• **INSTRUCTION**:
Render every line of the records below as a numbered list, skipping blank lines and omitting the pictures.

● ● ● ● ●

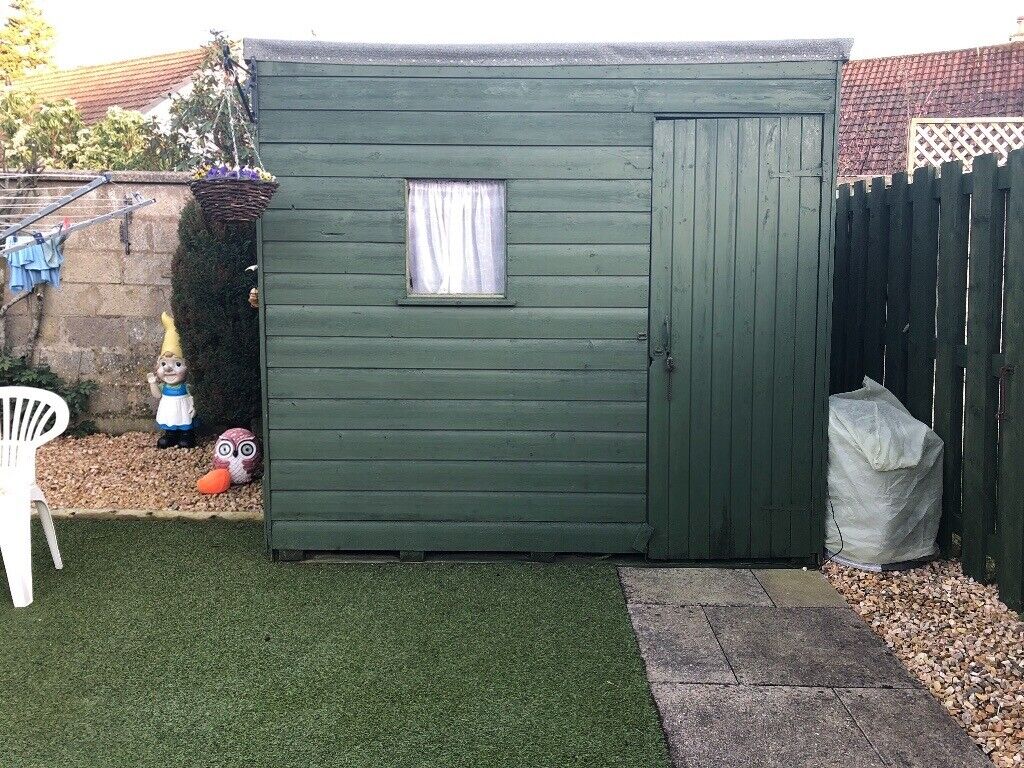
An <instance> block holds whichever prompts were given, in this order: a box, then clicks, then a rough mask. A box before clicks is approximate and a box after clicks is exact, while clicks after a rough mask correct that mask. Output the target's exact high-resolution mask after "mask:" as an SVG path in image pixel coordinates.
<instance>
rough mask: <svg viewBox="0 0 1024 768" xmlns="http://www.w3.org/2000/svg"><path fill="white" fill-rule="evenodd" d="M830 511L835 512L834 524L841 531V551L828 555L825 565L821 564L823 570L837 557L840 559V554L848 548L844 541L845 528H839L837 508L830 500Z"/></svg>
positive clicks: (838, 530) (821, 563)
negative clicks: (843, 536) (839, 553)
mask: <svg viewBox="0 0 1024 768" xmlns="http://www.w3.org/2000/svg"><path fill="white" fill-rule="evenodd" d="M828 509H830V510H831V511H833V522H834V523H836V530H838V531H839V550H837V551H836V552H833V553H831V554H830V555H828V557H827V558H826V559H825V561H824V562H823V563H821V567H822V568H823V567H824V566H825V565H827V564H828V563H830V562H831V561H833V560H835V559H836V558H837V557H839V553H840V552H842V551H843V550H844V549H845V548H846V542H845V541H844V540H843V528H841V527H840V526H839V520H837V519H836V507H835V506H833V503H831V501H830V500H829V502H828Z"/></svg>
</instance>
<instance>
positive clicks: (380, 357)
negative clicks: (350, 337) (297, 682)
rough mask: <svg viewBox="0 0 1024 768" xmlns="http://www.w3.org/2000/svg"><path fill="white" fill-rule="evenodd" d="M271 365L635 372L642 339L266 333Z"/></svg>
mask: <svg viewBox="0 0 1024 768" xmlns="http://www.w3.org/2000/svg"><path fill="white" fill-rule="evenodd" d="M266 352H267V356H268V361H269V367H270V368H366V369H374V368H385V369H390V368H394V369H400V368H423V369H452V370H459V369H465V370H492V369H499V370H520V371H550V370H555V371H572V370H581V371H638V370H643V369H645V368H646V367H647V349H646V344H645V343H644V342H642V341H638V340H633V341H629V340H620V339H379V338H371V339H366V338H348V337H302V336H270V337H267V340H266Z"/></svg>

● ● ● ● ●

• **EXERCISE SOLUTION**:
1. An <instance> block holds whichever prompts were given, in this order: a box, then clicks, then a rough mask. A box before clicks is approximate and a box after clicks is exact, while clicks after a rough mask correct that mask. Output the target's exact high-resolution mask after "mask:" as an SVG path in image pixel coordinates.
2. <instance>
3. rough mask: <svg viewBox="0 0 1024 768" xmlns="http://www.w3.org/2000/svg"><path fill="white" fill-rule="evenodd" d="M830 511L835 512L834 524L841 531V551L828 555L825 565L821 564L823 570L837 557L840 559V554L848 548L844 541L845 528H839L837 508L830 500Z"/></svg>
4. positive clicks: (838, 530) (821, 563)
5. negative clicks: (843, 536) (839, 553)
6. mask: <svg viewBox="0 0 1024 768" xmlns="http://www.w3.org/2000/svg"><path fill="white" fill-rule="evenodd" d="M828 509H830V510H831V511H833V522H834V523H836V530H838V531H839V550H837V551H836V552H833V553H831V554H830V555H828V557H827V558H826V559H825V561H824V562H823V563H821V567H822V568H823V567H824V566H825V565H827V564H828V563H830V562H831V561H833V560H835V559H836V558H837V557H839V553H840V552H842V551H843V550H844V549H845V548H846V542H845V541H844V540H843V528H841V527H840V526H839V520H837V519H836V507H835V506H833V503H831V501H830V500H829V502H828Z"/></svg>
7. </instance>
8. <instance>
9. positive clicks: (380, 357)
10. negative clicks: (350, 337) (297, 682)
11. rough mask: <svg viewBox="0 0 1024 768" xmlns="http://www.w3.org/2000/svg"><path fill="white" fill-rule="evenodd" d="M271 365L635 372L642 339L266 333Z"/></svg>
12. mask: <svg viewBox="0 0 1024 768" xmlns="http://www.w3.org/2000/svg"><path fill="white" fill-rule="evenodd" d="M266 352H267V356H268V361H269V367H270V368H366V369H374V368H385V369H390V368H394V369H400V368H423V369H452V370H459V369H465V370H492V369H499V370H520V371H550V370H555V371H572V370H581V371H638V370H643V369H645V368H646V367H647V349H646V344H645V343H644V342H642V341H638V340H633V341H629V340H620V339H379V338H371V339H366V338H348V337H302V336H270V337H267V340H266Z"/></svg>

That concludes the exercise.